Retype exactly the stretch of lines that begins at the line containing "Wildlife-tally tagging: find every instance of the dining" and ends at the last line of the data, with no other lines.

┌────────

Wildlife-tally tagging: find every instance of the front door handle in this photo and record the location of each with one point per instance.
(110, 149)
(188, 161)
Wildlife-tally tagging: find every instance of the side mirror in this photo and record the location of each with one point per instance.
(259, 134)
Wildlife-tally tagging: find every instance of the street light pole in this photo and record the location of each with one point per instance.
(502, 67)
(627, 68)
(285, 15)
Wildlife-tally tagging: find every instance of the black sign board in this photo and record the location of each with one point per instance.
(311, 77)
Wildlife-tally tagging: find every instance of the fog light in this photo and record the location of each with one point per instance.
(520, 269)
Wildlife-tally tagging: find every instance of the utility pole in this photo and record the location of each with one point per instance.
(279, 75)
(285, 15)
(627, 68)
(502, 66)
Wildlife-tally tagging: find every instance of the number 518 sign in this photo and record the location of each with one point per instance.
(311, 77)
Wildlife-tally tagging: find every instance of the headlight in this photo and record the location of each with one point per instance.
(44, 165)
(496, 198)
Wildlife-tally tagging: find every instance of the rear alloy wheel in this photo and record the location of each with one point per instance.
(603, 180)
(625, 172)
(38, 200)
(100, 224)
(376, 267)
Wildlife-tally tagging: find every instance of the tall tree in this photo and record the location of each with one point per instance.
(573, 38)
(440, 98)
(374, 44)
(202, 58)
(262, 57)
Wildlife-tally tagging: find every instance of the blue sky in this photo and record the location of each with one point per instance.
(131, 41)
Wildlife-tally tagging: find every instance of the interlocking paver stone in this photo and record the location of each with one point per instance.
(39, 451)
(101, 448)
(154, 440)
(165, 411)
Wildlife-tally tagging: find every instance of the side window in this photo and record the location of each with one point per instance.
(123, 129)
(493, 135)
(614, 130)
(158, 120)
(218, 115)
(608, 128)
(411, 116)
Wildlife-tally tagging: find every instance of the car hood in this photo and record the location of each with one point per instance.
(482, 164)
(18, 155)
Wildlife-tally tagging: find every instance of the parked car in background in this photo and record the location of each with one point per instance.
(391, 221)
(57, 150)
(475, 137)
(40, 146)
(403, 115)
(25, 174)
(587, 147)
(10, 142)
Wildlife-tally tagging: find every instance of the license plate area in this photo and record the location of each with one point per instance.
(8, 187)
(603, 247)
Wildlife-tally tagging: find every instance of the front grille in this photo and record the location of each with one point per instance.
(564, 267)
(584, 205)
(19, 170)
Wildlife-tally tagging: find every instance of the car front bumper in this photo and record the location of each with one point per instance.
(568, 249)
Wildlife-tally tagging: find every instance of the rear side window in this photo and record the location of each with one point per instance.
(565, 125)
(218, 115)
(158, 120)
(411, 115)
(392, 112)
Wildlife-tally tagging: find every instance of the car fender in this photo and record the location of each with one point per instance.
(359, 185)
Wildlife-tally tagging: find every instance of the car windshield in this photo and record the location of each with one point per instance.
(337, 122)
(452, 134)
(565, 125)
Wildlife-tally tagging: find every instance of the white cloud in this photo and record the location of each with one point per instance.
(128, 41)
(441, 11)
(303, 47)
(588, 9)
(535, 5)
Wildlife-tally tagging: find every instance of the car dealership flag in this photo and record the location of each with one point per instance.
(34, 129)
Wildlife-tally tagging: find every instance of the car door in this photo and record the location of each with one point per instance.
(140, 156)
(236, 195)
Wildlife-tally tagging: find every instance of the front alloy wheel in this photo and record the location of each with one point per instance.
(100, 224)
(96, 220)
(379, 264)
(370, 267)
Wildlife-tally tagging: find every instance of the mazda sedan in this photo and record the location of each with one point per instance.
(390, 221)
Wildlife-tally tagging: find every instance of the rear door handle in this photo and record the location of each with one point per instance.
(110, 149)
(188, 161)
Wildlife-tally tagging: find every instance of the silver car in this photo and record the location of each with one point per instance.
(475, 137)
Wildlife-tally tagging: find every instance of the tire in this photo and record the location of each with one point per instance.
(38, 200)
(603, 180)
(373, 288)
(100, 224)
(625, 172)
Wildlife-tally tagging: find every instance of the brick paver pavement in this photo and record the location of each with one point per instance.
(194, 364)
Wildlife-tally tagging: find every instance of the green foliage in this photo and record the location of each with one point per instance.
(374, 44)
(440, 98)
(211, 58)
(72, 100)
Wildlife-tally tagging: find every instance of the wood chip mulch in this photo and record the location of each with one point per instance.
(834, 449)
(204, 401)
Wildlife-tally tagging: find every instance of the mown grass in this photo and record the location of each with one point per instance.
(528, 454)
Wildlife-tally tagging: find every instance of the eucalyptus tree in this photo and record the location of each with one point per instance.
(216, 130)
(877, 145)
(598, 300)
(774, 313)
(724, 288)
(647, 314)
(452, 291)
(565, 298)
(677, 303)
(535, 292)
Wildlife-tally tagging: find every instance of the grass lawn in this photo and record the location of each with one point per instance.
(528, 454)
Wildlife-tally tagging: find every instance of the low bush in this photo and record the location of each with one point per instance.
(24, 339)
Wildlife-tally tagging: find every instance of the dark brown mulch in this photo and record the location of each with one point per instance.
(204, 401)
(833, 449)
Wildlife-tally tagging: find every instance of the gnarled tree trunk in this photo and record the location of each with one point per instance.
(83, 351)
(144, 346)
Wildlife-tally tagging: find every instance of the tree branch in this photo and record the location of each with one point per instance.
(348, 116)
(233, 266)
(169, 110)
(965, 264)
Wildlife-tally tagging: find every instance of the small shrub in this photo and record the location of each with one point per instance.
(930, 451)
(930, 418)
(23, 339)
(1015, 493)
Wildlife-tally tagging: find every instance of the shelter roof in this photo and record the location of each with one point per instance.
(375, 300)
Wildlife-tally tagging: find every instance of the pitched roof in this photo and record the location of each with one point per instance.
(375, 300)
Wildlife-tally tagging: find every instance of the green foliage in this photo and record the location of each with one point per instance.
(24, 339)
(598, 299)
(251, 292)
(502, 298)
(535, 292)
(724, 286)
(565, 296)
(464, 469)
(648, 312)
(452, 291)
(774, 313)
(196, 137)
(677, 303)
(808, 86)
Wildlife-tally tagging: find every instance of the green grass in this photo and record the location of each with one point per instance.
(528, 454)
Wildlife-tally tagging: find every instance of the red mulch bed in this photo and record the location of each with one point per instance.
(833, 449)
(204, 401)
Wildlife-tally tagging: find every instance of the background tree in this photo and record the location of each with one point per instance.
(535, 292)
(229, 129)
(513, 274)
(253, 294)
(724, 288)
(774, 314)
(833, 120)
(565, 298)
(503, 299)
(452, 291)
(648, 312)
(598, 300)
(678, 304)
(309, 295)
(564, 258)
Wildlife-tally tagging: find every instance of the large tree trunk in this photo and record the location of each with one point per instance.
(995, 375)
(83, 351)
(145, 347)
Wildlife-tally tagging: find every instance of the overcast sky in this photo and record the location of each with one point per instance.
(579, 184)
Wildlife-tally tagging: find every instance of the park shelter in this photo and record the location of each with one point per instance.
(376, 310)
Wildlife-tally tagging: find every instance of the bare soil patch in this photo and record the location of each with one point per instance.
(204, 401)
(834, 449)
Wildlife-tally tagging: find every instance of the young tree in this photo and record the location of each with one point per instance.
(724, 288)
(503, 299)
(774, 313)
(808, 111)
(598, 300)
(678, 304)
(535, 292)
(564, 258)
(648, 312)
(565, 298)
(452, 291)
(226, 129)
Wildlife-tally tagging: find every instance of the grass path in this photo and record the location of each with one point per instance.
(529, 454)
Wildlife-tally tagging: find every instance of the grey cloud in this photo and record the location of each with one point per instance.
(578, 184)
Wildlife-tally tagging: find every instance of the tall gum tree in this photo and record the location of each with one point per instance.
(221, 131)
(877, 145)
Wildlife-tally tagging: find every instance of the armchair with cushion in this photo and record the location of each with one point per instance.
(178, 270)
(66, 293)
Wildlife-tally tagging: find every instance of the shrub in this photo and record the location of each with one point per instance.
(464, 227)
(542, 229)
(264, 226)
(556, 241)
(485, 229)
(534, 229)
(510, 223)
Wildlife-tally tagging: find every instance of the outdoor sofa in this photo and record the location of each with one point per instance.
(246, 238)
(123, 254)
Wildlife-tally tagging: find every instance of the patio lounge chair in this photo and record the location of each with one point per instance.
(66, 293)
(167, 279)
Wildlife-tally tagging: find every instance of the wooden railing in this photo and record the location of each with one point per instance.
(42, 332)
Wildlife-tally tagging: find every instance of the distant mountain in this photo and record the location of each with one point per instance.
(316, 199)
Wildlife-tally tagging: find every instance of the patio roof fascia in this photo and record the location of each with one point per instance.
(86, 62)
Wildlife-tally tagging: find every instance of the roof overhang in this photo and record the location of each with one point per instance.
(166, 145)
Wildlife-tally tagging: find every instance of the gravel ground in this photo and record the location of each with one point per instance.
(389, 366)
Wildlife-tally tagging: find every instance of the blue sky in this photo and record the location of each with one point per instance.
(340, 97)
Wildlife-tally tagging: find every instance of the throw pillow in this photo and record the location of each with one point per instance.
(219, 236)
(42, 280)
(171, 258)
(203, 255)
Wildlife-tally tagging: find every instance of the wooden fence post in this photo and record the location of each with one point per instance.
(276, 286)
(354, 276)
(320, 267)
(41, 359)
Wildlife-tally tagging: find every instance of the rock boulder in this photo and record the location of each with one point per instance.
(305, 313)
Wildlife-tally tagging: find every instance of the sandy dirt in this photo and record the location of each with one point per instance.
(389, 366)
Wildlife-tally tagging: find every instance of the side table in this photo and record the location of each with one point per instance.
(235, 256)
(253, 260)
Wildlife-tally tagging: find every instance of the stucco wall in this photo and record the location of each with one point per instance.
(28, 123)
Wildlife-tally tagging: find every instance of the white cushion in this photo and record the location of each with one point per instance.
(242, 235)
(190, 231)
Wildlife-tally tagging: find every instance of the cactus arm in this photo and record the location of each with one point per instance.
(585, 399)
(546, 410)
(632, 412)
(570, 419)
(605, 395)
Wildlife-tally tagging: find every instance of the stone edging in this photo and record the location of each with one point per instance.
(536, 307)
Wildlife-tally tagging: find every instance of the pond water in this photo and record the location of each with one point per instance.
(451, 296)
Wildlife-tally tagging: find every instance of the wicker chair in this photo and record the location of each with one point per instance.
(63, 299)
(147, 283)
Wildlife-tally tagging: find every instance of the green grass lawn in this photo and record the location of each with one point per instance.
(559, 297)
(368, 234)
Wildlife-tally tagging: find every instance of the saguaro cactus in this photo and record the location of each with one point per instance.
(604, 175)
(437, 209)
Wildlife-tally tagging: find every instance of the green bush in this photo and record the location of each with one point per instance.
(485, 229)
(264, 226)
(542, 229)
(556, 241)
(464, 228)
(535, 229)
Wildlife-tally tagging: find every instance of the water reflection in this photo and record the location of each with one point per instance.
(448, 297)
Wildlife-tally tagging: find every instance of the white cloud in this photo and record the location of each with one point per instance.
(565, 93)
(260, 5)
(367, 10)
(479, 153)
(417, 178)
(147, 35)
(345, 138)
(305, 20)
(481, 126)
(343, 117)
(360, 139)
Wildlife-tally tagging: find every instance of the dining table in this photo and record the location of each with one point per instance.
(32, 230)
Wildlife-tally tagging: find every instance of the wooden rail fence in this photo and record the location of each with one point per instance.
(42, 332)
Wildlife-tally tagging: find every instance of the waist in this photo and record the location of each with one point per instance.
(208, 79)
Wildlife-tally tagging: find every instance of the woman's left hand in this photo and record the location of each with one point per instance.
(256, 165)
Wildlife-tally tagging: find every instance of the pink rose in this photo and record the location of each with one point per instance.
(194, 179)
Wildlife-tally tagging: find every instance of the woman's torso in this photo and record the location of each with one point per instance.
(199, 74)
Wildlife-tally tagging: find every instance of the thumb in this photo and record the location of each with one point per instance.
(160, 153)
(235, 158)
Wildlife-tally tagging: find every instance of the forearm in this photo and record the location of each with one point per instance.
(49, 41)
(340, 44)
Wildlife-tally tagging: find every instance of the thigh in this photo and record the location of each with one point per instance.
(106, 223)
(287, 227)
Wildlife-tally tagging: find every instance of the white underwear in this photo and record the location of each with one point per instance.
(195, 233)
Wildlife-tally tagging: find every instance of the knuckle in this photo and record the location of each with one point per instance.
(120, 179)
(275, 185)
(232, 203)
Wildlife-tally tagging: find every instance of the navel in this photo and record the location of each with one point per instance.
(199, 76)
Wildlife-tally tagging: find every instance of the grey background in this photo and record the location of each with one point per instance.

└────────

TASK OUTPUT ▸
Wildlife-tally tagging: find every instance of the dining table in this photo and record the location of each with one point per instance.
(32, 230)
Wildlife-tally tagging: find every instance of the wooden rail fence in this photo and record the location of each with one point per instance.
(42, 332)
Wildlife-tally tagging: find every instance of the waist in this photo and record the location of each with one point per instance.
(208, 79)
Wildlife-tally tagging: find every instance of the woman's left hand in this photo and record the location of each with one point per instance.
(256, 165)
Wildlife-tally tagging: find every instance of the pink rose in this photo and record the location of each with one point per instance.
(194, 179)
Wildlife-tally tagging: find every instance of the woman's torso in this photo and record the location of each with one point per instance.
(199, 74)
Wildlife-tally tagging: find every instance of the thumb in this photo and record the location of each with one point per instance.
(160, 153)
(235, 158)
Wildlife-tally tagging: find every instance of the forearm in this photo and record the location of each with one point per instance.
(49, 41)
(340, 44)
Wildlife-tally tagging: find every instance of the thigh in this photo and record the location of each with one point per instance.
(106, 223)
(287, 227)
Wildlife-tally tagging: find every instance of the white underwear in this photo and record the location of each with one point per instance.
(195, 233)
Wildlife-tally tagging: find every instance of the knuckle in this photo and record the location of each with one point per instance.
(120, 179)
(275, 185)
(232, 203)
Wildlife-tally tagging: find every instance of the navel in this photo and record the location of each with one point per instance.
(199, 76)
Wildlife-tally tagging: find every instance of the grey background in this photo and record the location of each with one point per instance.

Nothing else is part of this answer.